----- EXTRAIT CHOISI -----

Vu la procédure suivante :
Procédure contentieuse antérieure :
Mme G... A... E... veuve F... a demandé au Tribunal administratif de Melun d'annuler l'arrêté du 25 février 2021 en tant que le préfet du Val-de-Marne lui a refusé la délivrance d'un titre de séjour, l'a obligée à quitter le territoire français et a fixé le pays de destination.
Par un jugement n° 2102141 du 4 novembre 2021, le Tribunal administratif de Melun a rejeté sa demande.

----- INFORMATIONS EXTRAITES -----

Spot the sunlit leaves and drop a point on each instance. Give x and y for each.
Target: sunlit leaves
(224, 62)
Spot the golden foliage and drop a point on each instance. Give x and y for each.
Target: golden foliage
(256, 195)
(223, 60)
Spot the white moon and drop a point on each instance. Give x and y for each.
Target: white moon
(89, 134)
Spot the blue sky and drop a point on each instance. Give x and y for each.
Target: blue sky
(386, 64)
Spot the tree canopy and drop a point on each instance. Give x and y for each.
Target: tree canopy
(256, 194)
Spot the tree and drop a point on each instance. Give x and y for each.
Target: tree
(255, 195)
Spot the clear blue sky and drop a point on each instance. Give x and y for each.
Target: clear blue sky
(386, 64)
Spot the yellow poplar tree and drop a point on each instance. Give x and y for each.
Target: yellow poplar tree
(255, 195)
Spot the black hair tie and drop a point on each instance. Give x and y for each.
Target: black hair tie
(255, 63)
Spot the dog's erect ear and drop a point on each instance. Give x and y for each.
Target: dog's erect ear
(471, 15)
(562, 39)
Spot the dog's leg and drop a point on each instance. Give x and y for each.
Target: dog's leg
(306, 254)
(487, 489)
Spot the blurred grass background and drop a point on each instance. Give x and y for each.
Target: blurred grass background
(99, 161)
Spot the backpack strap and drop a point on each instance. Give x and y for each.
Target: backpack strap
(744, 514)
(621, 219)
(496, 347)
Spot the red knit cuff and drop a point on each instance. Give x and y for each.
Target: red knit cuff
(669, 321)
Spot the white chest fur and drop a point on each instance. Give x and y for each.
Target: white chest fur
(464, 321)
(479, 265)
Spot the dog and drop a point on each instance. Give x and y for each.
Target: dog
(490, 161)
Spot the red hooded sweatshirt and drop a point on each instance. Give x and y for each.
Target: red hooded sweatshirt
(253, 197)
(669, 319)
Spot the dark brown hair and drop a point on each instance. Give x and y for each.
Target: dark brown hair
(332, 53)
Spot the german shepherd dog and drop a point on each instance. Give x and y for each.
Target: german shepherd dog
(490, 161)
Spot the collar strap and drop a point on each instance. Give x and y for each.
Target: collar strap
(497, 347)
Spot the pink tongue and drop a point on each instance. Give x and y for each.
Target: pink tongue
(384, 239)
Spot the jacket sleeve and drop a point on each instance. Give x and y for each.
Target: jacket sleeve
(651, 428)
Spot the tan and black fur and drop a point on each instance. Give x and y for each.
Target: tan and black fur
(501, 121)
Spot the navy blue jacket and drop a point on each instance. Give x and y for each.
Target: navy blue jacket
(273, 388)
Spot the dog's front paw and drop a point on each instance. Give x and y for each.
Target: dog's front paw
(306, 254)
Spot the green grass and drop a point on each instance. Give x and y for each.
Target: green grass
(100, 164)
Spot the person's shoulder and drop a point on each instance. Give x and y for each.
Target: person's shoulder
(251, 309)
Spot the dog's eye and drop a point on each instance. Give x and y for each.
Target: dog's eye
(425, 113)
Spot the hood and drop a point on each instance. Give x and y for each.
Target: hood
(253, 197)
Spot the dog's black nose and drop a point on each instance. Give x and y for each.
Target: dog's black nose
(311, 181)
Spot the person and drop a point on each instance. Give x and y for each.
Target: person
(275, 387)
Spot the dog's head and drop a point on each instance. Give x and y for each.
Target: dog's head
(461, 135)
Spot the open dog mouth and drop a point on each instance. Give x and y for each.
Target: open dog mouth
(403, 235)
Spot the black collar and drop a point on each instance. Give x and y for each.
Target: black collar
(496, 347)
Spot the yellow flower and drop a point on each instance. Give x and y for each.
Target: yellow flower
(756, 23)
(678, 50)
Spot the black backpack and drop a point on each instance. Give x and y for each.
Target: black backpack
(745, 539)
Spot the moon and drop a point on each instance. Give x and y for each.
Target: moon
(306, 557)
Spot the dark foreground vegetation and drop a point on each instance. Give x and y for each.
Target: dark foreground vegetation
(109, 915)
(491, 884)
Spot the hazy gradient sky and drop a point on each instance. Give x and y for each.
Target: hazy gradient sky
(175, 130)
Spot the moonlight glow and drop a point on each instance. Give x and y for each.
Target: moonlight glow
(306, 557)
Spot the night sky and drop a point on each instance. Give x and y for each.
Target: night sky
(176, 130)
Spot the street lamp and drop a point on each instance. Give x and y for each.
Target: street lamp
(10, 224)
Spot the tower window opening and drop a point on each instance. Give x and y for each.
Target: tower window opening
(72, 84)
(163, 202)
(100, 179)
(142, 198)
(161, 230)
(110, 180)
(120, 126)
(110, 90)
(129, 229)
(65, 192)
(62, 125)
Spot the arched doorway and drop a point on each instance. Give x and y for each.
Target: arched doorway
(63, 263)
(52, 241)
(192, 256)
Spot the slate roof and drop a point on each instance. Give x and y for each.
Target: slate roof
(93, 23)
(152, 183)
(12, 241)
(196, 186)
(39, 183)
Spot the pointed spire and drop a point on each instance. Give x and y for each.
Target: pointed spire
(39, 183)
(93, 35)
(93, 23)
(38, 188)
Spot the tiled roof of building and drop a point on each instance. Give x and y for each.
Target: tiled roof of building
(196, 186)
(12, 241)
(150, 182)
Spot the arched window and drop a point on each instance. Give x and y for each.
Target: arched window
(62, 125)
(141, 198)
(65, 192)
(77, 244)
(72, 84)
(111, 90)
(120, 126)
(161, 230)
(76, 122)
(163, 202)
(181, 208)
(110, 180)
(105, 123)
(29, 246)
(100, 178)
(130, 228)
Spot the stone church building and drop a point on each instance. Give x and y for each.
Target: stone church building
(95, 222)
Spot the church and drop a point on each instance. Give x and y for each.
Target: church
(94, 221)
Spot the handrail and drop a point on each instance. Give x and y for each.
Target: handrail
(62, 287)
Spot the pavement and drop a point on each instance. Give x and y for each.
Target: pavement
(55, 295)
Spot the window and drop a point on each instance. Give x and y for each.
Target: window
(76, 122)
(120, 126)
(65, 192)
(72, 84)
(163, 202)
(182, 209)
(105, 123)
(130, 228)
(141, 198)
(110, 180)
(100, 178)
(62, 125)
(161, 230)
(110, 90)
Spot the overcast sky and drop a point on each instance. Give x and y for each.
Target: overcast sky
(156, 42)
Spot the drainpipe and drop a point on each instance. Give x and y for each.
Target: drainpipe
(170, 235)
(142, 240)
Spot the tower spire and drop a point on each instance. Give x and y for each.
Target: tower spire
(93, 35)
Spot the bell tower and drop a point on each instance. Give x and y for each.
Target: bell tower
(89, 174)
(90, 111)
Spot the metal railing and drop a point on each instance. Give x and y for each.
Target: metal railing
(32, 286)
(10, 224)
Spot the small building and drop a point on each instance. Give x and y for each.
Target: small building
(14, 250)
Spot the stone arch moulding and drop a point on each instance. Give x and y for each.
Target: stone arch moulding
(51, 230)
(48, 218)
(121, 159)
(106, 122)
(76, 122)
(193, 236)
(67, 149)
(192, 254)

-----

Rédigez la suite de la décision de justice sur le refus de titre de séjour, en reprenant après sa dernière phrase.

ZONE DE RÉPONSE:
Procédure devant la Cour :
Par une requête enregistrée le 6 septembre 2022, Mme A... E... veuve F..., représentée par Me Gafsia, demande à la Cour :
1°) d'annuler le jugement n° 2102141 du 4 novembre 2021 du Tribunal administratif de Melun ;
2°) d'annuler l'arrêté du 25 février 2021 du préfet du Val-de-Marne portant refus de titre de séjour, obligation de quitter le territoire français et fixant le pays de destination ;
3°) d'enjoindre au préfet du Val-de-Marne de lui délivrer un titre de séjour portant la mention " vie privée et familiale " ou, à défaut, de réexaminer sa situation en lui délivrant une autorisation provisoire de séjour dans un délai de quinze jours à compter de la notification de l'arrêt intervenir, sous astreinte de 100 euros par jour de retard ;
4°) de mettre à la charge de l'Etat la somme de 1 200 euros à verser à son conseil en application de l'article L. 761-1 du code de justice administrative et de l'article 37 de la loi du 10 juillet 1991.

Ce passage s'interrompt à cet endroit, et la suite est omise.